— SOURCE EXCERPT —
On the positive side, that technical focus resulted in an incredible ground-swell of support from developers around the world, culminating very quickly in Ethereum becoming the largest single blockchain community, by orders of magnitude larger than the next one. The size and vibrancy of Ethereum meetups and hackathons around the world is the envy of other blockchain projects.

On the flip side, this has also resulted in Ethereum being the subject of unrebutted public attacks from competitors, detractors, and other actors, each with a variety of motives. When you are the leader, you will be attacked. There is no way to escape that reality. The #2, #3 players and other contenders have to try harder, and they need to exploit a certain weakness that the market leader has. 

Many other chains that came after Ethereum were me-too chains. They typically emerged by anchoring themselves on a perceived Ethereum technical weakness (e.g. speed, consensus method, governance or other). To enter the market, they have to centrally orchestrate, over-communicate, push and shove their way into the market, pound their chests, and shout from the rooftops and on social media. 

And there are scores of Ethereum detractors who propagate fear, uncertainty and doubt, perhaps because they are more vested in other platforms, so they start to say negative things about Ethereum. EOS, TRON and Tezos and/or their supporters routinely take shots at Ethereum, directly or indirectly.

— SET TASK A —
Reproduce every line of the records, requests included. Multiply each coordinate in the answers by 1.7 and round to whole numbers, with halves rounded up. Leave the numbers in the requests and their format samples unchanged, and omit the pictures.

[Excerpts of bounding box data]
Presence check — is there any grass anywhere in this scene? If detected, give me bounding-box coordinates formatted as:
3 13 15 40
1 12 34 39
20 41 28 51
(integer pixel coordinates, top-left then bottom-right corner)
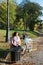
0 30 37 57
0 30 37 49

— SET TASK B —
Answer these questions on the passage on Ethereum:
(i) What did Ethereum's technical focus produce among developers around the world?
(ii) What examples of a perceived Ethereum technical weakness are given in parentheses?
(iii) Which three platforms, or their supporters, are said to routinely take shots at Ethereum?

— ANSWER A —
Presence check — is there any grass anywhere in this scene? If detected, give me bounding-box coordinates formatted as:
3 13 15 40
1 12 34 39
20 41 28 51
(integer pixel coordinates, top-left then bottom-right corner)
0 51 63 97
0 51 63 83

— ANSWER B —
(i) An incredible ground-swell of support from developers around the world.
(ii) Speed, consensus method, governance or other.
(iii) EOS, TRON and Tezos.